» **OBIETTIVO**
Estrai dall'elenco qui sotto il tratto che va dalla riga contenente "Task: kindly identify the wooden hutch" fino alla riga contenente "(1315, 506)", entrambe incluse. Ricopia quelle righe identiche, senza alcuna modifica.

» **DATI DEL COMPITO**
━━━━━━
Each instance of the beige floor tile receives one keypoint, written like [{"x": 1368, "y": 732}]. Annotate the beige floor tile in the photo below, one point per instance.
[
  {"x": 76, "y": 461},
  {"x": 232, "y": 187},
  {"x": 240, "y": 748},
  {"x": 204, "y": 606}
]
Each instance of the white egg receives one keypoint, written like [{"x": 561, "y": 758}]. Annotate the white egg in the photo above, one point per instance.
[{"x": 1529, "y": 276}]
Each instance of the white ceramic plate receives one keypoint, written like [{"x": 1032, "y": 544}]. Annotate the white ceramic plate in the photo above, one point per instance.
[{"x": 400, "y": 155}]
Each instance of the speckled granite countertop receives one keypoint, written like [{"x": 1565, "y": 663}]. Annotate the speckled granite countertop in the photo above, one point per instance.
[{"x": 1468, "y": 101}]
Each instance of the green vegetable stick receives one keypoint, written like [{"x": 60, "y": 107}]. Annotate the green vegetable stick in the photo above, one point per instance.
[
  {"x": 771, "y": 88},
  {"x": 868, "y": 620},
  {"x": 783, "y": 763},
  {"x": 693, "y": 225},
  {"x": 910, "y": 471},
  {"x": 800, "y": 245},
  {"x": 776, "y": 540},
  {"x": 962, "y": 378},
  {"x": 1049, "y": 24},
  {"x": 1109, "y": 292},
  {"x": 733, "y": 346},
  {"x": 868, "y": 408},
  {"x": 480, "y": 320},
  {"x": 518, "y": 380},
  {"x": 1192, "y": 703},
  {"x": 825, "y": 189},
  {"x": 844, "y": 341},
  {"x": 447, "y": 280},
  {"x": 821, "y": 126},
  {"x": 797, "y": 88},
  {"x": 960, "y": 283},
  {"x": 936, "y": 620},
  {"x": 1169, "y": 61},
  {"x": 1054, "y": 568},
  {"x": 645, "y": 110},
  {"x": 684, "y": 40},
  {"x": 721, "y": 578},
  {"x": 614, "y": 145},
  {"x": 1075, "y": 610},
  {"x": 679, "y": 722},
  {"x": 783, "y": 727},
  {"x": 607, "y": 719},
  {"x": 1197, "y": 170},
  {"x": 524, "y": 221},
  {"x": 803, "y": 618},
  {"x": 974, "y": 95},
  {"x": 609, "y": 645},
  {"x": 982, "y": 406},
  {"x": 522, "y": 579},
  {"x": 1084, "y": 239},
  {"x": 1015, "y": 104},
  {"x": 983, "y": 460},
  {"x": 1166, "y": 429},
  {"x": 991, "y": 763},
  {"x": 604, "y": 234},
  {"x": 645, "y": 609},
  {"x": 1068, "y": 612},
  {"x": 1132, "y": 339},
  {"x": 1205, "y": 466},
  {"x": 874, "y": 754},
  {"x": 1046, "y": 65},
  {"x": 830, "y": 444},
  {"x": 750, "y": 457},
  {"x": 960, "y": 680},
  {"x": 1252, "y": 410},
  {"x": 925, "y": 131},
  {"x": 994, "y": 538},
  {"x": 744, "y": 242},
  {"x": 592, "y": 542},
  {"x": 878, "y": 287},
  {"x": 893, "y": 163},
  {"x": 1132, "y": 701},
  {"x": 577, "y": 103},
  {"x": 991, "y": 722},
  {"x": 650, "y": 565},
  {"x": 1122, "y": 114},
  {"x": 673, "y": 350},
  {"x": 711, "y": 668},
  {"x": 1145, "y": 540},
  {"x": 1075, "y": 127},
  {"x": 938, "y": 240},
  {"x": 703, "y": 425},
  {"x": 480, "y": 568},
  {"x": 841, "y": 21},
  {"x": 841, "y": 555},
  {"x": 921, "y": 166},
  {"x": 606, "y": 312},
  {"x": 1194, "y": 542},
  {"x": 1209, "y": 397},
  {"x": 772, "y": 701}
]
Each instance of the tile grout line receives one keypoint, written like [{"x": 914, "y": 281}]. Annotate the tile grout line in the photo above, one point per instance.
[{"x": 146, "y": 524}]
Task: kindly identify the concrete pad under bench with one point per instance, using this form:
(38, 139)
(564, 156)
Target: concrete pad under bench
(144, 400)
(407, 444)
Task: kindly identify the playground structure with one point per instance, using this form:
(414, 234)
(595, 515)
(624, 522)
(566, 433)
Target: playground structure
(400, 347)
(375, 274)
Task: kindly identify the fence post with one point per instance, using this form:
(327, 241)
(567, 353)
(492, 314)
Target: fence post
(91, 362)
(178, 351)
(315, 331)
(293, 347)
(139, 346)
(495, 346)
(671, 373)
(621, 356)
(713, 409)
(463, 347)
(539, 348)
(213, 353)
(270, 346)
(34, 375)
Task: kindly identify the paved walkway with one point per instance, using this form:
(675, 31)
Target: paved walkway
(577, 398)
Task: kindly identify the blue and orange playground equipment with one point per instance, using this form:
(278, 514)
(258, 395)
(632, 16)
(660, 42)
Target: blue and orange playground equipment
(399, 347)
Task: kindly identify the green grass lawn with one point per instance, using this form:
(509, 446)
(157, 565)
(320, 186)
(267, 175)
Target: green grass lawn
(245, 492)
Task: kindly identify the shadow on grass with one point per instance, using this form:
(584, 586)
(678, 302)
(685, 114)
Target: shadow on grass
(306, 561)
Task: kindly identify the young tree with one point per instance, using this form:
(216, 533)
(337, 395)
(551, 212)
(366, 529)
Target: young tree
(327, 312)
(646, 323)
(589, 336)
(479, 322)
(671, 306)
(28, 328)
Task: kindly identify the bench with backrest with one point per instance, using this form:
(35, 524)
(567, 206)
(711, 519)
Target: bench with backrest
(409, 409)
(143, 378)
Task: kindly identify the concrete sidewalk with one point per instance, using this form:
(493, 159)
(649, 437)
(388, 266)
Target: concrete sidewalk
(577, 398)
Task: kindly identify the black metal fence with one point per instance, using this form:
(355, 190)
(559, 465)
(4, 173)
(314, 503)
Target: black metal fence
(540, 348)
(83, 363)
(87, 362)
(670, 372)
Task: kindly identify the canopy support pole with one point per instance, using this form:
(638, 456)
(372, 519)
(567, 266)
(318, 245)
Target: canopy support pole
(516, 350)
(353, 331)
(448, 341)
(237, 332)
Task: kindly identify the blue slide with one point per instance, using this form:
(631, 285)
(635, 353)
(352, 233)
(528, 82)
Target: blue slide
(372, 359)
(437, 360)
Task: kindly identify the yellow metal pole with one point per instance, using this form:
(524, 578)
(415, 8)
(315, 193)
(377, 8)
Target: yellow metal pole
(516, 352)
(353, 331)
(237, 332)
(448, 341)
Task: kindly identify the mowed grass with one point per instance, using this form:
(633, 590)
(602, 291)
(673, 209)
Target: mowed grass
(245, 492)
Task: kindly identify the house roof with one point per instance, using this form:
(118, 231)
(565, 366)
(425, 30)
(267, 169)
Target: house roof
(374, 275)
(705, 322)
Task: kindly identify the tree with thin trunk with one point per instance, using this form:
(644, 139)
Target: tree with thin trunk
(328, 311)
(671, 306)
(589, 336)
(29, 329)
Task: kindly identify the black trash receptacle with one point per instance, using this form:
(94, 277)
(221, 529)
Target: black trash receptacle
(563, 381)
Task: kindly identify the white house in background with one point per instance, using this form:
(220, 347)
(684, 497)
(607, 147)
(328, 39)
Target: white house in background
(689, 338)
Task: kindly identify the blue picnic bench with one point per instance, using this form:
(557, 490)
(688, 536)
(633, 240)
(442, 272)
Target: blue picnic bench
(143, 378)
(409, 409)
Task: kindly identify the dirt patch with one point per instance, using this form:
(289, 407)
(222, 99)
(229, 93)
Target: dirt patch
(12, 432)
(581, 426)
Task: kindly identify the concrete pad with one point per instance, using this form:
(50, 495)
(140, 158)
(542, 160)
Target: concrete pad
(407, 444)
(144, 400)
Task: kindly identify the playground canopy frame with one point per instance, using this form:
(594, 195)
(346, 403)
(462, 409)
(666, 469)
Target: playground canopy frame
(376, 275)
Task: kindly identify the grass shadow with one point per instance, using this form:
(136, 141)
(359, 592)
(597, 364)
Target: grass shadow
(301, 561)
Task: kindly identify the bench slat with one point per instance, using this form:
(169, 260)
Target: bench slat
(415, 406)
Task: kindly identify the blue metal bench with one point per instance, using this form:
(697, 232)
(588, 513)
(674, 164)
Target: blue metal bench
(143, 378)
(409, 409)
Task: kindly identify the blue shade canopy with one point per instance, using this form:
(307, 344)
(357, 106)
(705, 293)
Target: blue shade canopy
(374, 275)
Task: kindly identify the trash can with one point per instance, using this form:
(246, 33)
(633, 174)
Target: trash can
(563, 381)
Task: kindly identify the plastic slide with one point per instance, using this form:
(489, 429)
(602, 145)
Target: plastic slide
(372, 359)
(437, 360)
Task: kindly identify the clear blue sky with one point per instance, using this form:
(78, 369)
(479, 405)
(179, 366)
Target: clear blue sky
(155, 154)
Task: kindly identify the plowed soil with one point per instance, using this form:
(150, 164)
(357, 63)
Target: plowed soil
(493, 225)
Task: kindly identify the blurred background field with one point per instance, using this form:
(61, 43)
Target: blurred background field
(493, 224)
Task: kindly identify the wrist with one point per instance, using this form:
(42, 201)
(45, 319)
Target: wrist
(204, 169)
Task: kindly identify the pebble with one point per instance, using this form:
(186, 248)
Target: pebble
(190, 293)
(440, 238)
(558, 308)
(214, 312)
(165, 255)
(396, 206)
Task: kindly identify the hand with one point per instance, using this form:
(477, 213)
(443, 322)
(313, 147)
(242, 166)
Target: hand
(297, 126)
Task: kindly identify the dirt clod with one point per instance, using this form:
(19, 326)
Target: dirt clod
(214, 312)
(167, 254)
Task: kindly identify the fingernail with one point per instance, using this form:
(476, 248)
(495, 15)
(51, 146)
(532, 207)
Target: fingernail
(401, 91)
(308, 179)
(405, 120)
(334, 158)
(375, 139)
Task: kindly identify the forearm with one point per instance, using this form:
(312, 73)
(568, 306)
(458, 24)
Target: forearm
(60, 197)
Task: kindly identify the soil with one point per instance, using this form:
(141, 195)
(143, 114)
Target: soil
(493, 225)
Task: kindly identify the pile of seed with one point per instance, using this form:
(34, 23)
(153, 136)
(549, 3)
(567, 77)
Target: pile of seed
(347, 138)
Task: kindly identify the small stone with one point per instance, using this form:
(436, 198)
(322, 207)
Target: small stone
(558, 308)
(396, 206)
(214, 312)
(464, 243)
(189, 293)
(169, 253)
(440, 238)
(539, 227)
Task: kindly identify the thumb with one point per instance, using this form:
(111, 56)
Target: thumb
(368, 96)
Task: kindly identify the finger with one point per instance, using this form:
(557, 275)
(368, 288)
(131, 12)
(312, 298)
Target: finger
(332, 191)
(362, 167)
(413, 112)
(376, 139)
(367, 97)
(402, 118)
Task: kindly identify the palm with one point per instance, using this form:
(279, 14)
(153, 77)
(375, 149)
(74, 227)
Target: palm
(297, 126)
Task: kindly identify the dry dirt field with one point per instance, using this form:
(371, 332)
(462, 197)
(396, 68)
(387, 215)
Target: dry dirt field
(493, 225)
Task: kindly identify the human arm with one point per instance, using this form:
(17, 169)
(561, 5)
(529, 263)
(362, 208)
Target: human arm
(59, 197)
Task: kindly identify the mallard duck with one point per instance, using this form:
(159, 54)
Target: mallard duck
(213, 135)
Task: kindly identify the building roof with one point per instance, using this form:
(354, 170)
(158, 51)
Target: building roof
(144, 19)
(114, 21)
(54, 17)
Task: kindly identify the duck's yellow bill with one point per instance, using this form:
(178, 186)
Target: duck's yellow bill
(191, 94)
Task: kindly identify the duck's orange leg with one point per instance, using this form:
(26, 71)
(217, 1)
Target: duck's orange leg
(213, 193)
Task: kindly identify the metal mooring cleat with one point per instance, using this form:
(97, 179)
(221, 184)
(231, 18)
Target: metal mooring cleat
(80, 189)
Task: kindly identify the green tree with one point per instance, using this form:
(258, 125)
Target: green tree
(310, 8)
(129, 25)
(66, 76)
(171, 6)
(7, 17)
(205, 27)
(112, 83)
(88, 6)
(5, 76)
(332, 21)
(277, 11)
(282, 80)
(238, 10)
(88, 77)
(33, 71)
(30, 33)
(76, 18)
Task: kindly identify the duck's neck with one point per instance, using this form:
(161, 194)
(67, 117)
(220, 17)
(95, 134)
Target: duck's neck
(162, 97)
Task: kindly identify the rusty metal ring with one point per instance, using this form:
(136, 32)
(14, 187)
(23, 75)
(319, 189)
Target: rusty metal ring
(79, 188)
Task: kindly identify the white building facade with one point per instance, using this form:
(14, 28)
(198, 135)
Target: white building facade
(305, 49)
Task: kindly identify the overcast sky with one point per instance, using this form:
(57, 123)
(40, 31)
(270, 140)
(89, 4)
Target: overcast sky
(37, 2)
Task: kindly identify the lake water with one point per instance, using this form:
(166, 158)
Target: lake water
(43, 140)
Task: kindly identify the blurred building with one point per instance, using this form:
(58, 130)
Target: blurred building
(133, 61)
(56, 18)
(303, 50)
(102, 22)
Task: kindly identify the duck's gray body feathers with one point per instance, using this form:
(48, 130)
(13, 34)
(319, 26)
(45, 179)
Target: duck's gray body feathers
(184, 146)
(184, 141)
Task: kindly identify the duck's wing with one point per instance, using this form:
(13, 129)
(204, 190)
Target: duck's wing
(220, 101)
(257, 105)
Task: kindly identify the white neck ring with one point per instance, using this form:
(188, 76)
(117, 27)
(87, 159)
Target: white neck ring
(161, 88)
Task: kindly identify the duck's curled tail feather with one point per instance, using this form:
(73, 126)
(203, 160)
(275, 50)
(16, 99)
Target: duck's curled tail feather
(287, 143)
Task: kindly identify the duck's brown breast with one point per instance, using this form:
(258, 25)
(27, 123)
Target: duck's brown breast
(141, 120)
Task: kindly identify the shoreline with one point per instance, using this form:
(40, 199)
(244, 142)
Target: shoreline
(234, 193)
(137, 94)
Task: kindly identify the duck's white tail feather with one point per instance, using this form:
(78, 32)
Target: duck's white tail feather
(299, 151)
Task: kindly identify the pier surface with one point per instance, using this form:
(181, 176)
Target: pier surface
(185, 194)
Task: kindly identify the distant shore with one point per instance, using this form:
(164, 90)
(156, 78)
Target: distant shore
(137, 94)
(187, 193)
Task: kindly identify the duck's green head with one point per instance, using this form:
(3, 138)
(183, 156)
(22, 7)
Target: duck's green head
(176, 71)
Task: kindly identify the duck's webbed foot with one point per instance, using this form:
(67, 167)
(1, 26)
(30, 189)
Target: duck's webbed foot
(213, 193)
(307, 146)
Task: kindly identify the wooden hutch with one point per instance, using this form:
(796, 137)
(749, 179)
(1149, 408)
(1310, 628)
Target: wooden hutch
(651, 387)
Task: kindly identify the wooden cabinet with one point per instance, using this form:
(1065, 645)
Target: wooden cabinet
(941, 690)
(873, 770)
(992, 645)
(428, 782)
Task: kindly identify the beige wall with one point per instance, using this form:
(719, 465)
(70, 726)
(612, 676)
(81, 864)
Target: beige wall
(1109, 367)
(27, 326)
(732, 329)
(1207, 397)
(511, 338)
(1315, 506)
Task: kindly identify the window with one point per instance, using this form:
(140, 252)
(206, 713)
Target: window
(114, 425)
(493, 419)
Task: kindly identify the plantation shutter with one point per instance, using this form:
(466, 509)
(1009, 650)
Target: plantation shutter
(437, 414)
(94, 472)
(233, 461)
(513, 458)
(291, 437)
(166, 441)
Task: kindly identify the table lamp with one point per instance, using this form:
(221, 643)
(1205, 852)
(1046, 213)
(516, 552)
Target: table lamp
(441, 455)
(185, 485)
━━━━━━
» **RISPOSTA**
Task: kindly identify the wooden hutch with one point per instance, using this form:
(796, 137)
(749, 179)
(1149, 408)
(1310, 628)
Target: wooden hutch
(651, 387)
Task: kindly identify the wooden cabinet with one point per instance, using this form:
(1065, 645)
Target: wooden cabinet
(941, 690)
(873, 770)
(992, 645)
(428, 782)
Task: kindly identify the beige wall with one point per instance, using this form:
(719, 465)
(70, 726)
(612, 676)
(81, 864)
Target: beige wall
(1109, 367)
(27, 326)
(732, 329)
(1207, 397)
(511, 338)
(1315, 506)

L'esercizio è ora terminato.